* begin Dataset *

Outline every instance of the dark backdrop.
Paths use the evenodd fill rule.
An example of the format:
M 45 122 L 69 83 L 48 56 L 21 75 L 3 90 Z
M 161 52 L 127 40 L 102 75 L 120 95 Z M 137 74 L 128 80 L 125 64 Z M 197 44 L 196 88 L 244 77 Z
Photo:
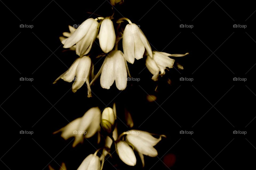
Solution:
M 85 87 L 74 94 L 71 83 L 60 80 L 52 84 L 77 57 L 74 52 L 63 51 L 59 37 L 68 31 L 69 25 L 79 24 L 90 17 L 87 12 L 111 15 L 109 3 L 98 0 L 0 2 L 1 169 L 46 169 L 50 162 L 56 169 L 59 168 L 57 163 L 62 162 L 68 169 L 76 169 L 95 152 L 94 147 L 98 147 L 96 138 L 73 148 L 73 139 L 65 141 L 52 133 L 91 107 L 103 109 L 114 101 L 120 119 L 124 107 L 130 112 L 134 129 L 167 136 L 155 147 L 157 157 L 145 156 L 145 169 L 256 168 L 256 8 L 253 2 L 125 1 L 117 7 L 115 18 L 123 16 L 139 25 L 153 50 L 189 52 L 176 59 L 185 69 L 171 69 L 153 82 L 144 69 L 144 58 L 129 65 L 132 76 L 140 81 L 128 82 L 120 93 L 114 85 L 110 90 L 102 89 L 98 80 L 92 87 L 90 99 L 86 97 Z M 33 27 L 20 28 L 21 24 Z M 193 27 L 180 28 L 181 24 Z M 233 28 L 234 24 L 247 27 Z M 96 44 L 93 48 L 99 49 Z M 95 65 L 96 69 L 103 61 Z M 21 77 L 34 80 L 20 81 Z M 181 81 L 181 77 L 194 80 Z M 247 80 L 234 81 L 234 77 Z M 155 102 L 147 102 L 147 94 L 156 96 Z M 118 123 L 120 129 L 129 130 L 119 120 Z M 22 130 L 34 134 L 20 134 Z M 181 130 L 193 134 L 181 134 Z M 247 134 L 233 134 L 234 130 Z M 117 163 L 114 155 L 114 159 L 105 162 L 105 169 L 115 169 L 111 165 Z M 171 166 L 173 155 L 176 160 Z M 118 161 L 121 165 L 116 168 L 139 169 L 138 157 L 137 162 L 132 168 Z

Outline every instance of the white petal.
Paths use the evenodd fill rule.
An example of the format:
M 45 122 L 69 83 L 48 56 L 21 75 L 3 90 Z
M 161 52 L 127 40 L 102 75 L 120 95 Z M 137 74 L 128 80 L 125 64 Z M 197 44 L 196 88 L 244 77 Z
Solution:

* end Dataset *

* **Your goal**: Copy out every one of the rows above word for word, but leave out the pictures.

* **Final result**:
Outline every instance of the dark backdrop.
Paths use the evenodd fill rule.
An example of the format:
M 45 122 L 69 83 L 48 56 L 21 75 L 3 90 Z
M 161 52 L 127 40 L 102 75 L 120 95 Z M 137 74 L 128 80 L 125 64 Z M 197 44 L 196 88 L 244 77 Z
Photo:
Solution:
M 85 87 L 74 94 L 71 83 L 60 80 L 52 84 L 77 57 L 74 52 L 63 51 L 59 37 L 68 31 L 69 25 L 79 24 L 90 17 L 87 12 L 111 15 L 109 3 L 98 0 L 0 2 L 1 169 L 46 169 L 50 162 L 56 169 L 59 168 L 57 163 L 62 162 L 68 169 L 76 169 L 95 152 L 94 147 L 98 147 L 96 138 L 73 148 L 73 139 L 65 141 L 52 133 L 91 107 L 103 109 L 114 101 L 120 119 L 124 107 L 130 112 L 134 129 L 167 136 L 155 147 L 157 157 L 145 156 L 145 169 L 256 168 L 256 8 L 253 2 L 125 1 L 117 7 L 115 18 L 123 16 L 139 25 L 153 50 L 189 52 L 176 59 L 185 69 L 171 69 L 153 82 L 144 69 L 144 58 L 129 65 L 132 76 L 140 81 L 128 82 L 120 93 L 114 85 L 110 90 L 102 89 L 98 80 L 92 87 L 90 99 L 86 97 Z M 33 27 L 20 28 L 21 24 Z M 193 27 L 180 28 L 181 24 Z M 233 28 L 234 24 L 247 27 Z M 96 44 L 93 48 L 99 49 Z M 95 65 L 96 69 L 103 61 Z M 21 77 L 34 80 L 20 81 Z M 181 81 L 181 77 L 194 80 Z M 247 80 L 234 81 L 234 77 Z M 155 102 L 147 102 L 147 94 L 156 96 Z M 118 123 L 120 129 L 129 130 L 119 120 Z M 22 130 L 34 134 L 20 134 Z M 181 130 L 193 134 L 181 134 Z M 247 134 L 233 134 L 234 130 Z M 117 163 L 114 155 L 114 159 L 105 162 L 105 169 L 115 169 L 111 165 Z M 171 166 L 173 155 L 176 160 Z M 118 161 L 121 165 L 116 168 L 139 169 L 138 157 L 137 162 L 132 168 Z

Outline every instance of the white petal.
Paths use the evenodd fill rule.
An example of the format:
M 45 122 L 69 83 L 48 56 L 21 75 L 3 90 Z
M 161 52 L 127 40 L 102 75 L 120 95 Z M 137 74 L 128 80 L 125 64 Z M 197 44 L 196 88 L 244 77 Z
Solution:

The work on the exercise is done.